*Exercise brief*
Answer these questions from the IL-11RA excerpt below:
(a) How many LUAD samples and how many normal samples from the TCGA database were analyzed for IL-11RA DNA methylation?
(b) Which two CpG sites with higher methylation were linked to worse OS in LUAD patients?
(c) In which IL-11RA expression group were the cell cycle-related gene sets enriched?

*Excerpted text*
══════

To further identify the potential mechanism leading to the downregulation of IL-11RA in LUAD, we firstly analyzed the DNA methylation levels of IL-11RA in the 471 LUAD samples and 32 normal samples from TCGA database. We found that the DNA methylation levels of IL-11RA were significantly higher in LUAD tissues than in normal lung tissues (Fig. 4A, P = 2.079e-12). Consecutively, the correlation between DNA methylation level and expression of IL-11RA in LUAD was assessed. The result indicates that the mRNA expression level of IL-11RA was negatively correlated with its DNA methylation level (Fig. 4B, Cor = -0.22, P = 2.2e-06). These results showed that the hypermethylation of IL-11RA might contribute to the downregulation of IL-11RA in LUAD. Furthermore, we discovered that LUAD patients with the higher methylation level of CpG sites cg14609668 (Fig. 4C) and cg21504624 (Fig. 4D) had a worse OS. These results suggest that the methylation and expression level of IL-11RA could influence the prognosis of LUAD patients.

IL-11RA is involved in immune infiltration and proliferation in LUAD

To further explore the biological function of IL-11RA in LUAD, we performed Gene Set Enrichment Analysis (GSEA) analysis. Previously, research has shown that the occurrence and development of tumor are closely related to immune infiltration levels [16]. Therefore, we utilize GSEA to explore the correlation of IL-11RA and immune infiltration. Enrichment results showed that many gene sets related to immune activation, such as activation of immune response (Fig. 5A), immune receptor activity (Fig. 5B), leukocyte mediated cytotoxicity (Fig. 5C), T cell activation (Fig. 5D), B cell activation (Fig. 5E), Macrophage activation (Fig. 5F), were enriched in the IL-11RA high expression group, which suggests that IL-11RA low expression may promote the progression of LUAD through immune inhibition. Furthermore, we found that several cell cycle-related gene sets were enriched in the IL-11RA low expression group (Fig. 5G-5I), which indicates that IL-11RA low expression may also be involved in facilitating cell proliferation in LUAD.

══════

Segmentation mask data:
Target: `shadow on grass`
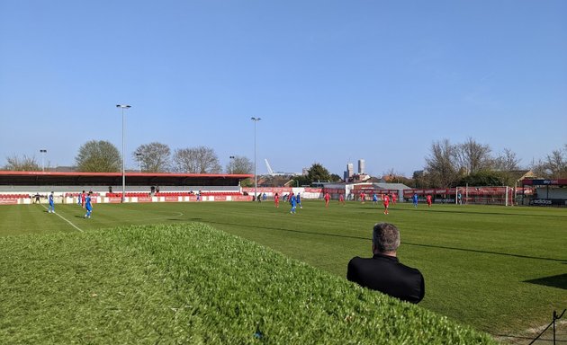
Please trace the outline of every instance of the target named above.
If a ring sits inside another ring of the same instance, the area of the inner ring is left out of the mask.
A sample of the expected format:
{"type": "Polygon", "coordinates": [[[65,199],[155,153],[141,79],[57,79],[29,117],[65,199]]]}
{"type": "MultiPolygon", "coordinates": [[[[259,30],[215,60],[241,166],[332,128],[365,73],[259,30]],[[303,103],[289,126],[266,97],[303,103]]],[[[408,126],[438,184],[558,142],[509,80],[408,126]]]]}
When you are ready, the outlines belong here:
{"type": "MultiPolygon", "coordinates": [[[[196,220],[196,219],[199,219],[199,218],[194,218],[194,219],[196,220]]],[[[211,222],[211,221],[204,221],[204,223],[209,223],[209,224],[212,224],[212,225],[218,224],[218,225],[221,225],[221,226],[237,226],[237,227],[253,227],[253,228],[257,228],[257,229],[284,231],[284,232],[295,233],[295,234],[315,234],[315,235],[320,235],[320,236],[352,238],[352,239],[355,239],[355,240],[372,241],[372,239],[368,238],[368,237],[352,236],[352,235],[348,235],[348,234],[317,233],[317,232],[305,231],[305,230],[293,230],[293,229],[284,229],[284,228],[281,228],[281,227],[266,227],[266,226],[251,226],[251,225],[240,225],[240,224],[233,224],[233,223],[220,223],[220,222],[211,222]]],[[[455,247],[448,247],[448,246],[444,246],[444,245],[412,243],[410,243],[410,242],[402,242],[402,244],[403,245],[411,245],[411,246],[415,246],[415,247],[446,249],[446,250],[449,250],[449,251],[478,252],[478,253],[482,253],[482,254],[509,256],[509,257],[513,257],[513,258],[543,260],[543,261],[556,261],[556,262],[567,263],[567,260],[564,260],[564,259],[545,258],[545,257],[541,257],[541,256],[530,256],[530,255],[514,254],[514,253],[509,253],[509,252],[490,252],[490,251],[482,251],[482,250],[478,250],[478,249],[469,249],[469,248],[455,248],[455,247]]]]}
{"type": "Polygon", "coordinates": [[[538,278],[536,279],[524,280],[524,283],[544,285],[546,287],[559,288],[567,290],[567,274],[538,278]]]}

══════

*Output*
(a) 471 LUAD samples and 32 normal samples.
(b) cg14609668 and cg21504624.
(c) The IL-11RA low expression group.